TEXT TO READ:
END OF DAYS
Review by Michael Jacobson
Schwarzenegger, Kevin Pollak, Gabriel Byrne, Robin Tunney, Rod Steiger
Director: Peter Hyams
Audio: DTS HD 5.1
Video: Anamorphic Widescreen 2.35:1
Features: Director Commentary
Length: 123 Minutes
Release Date: August 26, 2008
“Tell me what you want, and I’ll give it to you.”
“I’ll tell you what I want…I want you to GO TO HELL.”
Arnold Schwarzenegger versus Satan? I guess it had to happen sooner or later.
I’ve always kind of bristled at movies that attempt to re-write the Book of Revelation for their own plot points and purposes, but at least I think I finally figured out why they do it. There wouldn’t be much of a story otherwise. Because unlike what the films suggest, there is nothing in Revelation that hints we can possibly stop the events to come.

EXTRACTED ENTRIES:
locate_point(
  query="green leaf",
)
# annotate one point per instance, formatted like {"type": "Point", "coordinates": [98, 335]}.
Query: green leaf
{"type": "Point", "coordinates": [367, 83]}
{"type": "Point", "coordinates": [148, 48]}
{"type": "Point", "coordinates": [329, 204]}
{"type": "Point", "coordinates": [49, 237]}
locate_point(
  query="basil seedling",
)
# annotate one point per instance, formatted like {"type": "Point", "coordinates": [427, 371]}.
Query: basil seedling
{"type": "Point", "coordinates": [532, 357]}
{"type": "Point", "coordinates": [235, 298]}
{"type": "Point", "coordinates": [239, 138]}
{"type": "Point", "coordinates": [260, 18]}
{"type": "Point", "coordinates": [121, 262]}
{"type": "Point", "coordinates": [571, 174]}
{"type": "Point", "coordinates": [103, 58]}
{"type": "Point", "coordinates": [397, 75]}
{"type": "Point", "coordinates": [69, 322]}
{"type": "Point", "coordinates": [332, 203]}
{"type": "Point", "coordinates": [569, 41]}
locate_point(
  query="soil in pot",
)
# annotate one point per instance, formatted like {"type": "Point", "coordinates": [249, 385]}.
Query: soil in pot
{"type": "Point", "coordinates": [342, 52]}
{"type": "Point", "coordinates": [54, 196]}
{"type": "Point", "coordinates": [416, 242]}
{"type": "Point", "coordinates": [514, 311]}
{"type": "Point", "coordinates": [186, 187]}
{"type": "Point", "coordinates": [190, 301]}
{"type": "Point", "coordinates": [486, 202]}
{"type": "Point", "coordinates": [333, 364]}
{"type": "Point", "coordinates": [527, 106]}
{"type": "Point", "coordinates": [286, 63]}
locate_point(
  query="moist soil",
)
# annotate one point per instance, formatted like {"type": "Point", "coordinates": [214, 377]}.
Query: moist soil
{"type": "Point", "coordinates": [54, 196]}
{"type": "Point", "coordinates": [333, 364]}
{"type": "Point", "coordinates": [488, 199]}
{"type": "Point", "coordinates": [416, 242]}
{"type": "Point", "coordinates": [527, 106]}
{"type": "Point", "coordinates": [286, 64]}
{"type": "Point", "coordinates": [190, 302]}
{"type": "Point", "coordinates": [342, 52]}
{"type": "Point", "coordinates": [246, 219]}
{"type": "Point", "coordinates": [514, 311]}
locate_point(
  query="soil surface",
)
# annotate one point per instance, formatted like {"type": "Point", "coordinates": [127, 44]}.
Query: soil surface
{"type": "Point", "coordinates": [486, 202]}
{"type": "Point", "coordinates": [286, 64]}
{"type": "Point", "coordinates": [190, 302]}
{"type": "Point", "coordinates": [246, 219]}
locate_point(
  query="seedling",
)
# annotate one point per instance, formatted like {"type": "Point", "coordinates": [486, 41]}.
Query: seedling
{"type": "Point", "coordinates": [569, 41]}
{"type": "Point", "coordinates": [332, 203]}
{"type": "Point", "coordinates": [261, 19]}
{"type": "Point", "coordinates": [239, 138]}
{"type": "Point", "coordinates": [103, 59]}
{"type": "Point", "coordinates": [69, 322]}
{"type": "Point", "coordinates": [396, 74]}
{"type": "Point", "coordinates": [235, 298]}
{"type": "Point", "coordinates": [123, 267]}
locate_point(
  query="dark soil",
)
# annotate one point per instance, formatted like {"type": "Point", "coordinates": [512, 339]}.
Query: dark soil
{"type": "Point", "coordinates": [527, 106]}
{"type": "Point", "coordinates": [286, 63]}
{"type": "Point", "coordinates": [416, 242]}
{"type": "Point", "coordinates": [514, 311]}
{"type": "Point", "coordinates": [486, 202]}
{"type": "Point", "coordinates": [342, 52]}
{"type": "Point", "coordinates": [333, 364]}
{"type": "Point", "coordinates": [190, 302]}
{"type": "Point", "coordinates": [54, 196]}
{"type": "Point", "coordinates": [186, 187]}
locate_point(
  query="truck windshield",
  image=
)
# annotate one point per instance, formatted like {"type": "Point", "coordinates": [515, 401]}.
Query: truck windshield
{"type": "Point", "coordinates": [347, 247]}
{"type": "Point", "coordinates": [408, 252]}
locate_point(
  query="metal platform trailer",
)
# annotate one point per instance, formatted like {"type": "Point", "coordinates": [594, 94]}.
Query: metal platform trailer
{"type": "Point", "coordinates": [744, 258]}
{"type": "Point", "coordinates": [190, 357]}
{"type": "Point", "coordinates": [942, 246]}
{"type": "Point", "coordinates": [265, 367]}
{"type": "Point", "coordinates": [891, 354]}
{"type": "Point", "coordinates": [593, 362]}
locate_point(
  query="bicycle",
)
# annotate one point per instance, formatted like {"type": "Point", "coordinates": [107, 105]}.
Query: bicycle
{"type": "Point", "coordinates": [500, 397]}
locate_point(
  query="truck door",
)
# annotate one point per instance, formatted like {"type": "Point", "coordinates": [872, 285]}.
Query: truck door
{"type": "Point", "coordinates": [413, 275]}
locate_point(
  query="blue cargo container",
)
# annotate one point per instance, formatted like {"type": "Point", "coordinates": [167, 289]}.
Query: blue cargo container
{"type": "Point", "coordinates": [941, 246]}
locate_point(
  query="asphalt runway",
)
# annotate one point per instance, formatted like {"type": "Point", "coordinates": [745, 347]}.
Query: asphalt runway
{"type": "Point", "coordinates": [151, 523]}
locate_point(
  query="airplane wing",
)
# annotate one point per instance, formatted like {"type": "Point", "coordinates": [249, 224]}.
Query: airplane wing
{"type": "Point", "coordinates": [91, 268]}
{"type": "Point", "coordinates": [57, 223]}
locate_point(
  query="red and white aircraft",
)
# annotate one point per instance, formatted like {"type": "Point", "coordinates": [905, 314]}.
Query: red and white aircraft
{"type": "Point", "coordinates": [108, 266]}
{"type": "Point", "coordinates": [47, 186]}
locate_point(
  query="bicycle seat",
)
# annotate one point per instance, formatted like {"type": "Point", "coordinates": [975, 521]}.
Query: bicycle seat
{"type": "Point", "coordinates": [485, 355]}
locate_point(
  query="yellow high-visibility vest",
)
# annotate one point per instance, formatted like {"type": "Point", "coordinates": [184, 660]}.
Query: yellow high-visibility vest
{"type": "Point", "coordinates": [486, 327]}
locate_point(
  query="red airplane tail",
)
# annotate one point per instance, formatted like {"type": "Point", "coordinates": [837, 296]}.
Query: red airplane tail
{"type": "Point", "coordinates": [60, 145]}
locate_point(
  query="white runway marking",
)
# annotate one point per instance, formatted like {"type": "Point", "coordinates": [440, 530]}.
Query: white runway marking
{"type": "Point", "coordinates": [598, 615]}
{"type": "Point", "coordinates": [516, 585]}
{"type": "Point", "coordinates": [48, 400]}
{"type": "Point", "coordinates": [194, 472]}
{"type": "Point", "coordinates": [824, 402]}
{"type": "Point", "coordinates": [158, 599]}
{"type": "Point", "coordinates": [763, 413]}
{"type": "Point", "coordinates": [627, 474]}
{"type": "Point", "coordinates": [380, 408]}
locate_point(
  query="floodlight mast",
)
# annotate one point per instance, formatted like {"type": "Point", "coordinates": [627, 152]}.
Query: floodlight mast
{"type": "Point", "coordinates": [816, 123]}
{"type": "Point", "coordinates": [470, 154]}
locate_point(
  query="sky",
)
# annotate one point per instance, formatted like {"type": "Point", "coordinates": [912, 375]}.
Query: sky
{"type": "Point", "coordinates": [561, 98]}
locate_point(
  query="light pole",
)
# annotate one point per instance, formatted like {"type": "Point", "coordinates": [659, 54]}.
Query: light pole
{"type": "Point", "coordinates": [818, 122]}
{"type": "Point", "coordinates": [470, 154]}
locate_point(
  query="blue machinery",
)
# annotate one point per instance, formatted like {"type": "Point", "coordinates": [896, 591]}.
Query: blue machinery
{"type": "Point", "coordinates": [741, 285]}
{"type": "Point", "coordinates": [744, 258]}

DIRECTIONS:
**1.** Based on the END OF DAYS review, say whether each statement agrees with it: (a) the film runs 123 minutes, (b) the film was directed by Gabriel Byrne, (c) the reviewer says Revelation hints that the coming events can be stopped. Answer yes or no for each, quoting the deciding words.
**2.** In the END OF DAYS review, swap "Satan" for "the Devil" and write out the stretch from "END OF DAYS" through "events to come." again.

RESULTS FOR EACH TASK:
**1.**
(a) Yes: "Length: 123 Minutes"
(b) No: "Director: Peter Hyams"
(c) No: "there is nothing in Revelation that hints we can possibly stop the events to come"

**2.**
END OF DAYS
Review by Michael Jacobson
Schwarzenegger, Kevin Pollak, Gabriel Byrne, Robin Tunney, Rod Steiger
Director: Peter Hyams
Audio: DTS HD 5.1
Video: Anamorphic Widescreen 2.35:1
Features: Director Commentary
Length: 123 Minutes
Release Date: August 26, 2008
“Tell me what you want, and I’ll give it to you.”
“I’ll tell you what I want…I want you to GO TO HELL.”
Arnold Schwarzenegger versus the Devil? I guess it had to happen sooner or later.
I’ve always kind of bristled at movies that attempt to re-write the Book of Revelation for their own plot points and purposes, but at least I think I finally figured out why they do it. There wouldn’t be much of a story otherwise. Because unlike what the films suggest, there is nothing in Revelation that hints we can possibly stop the events to come.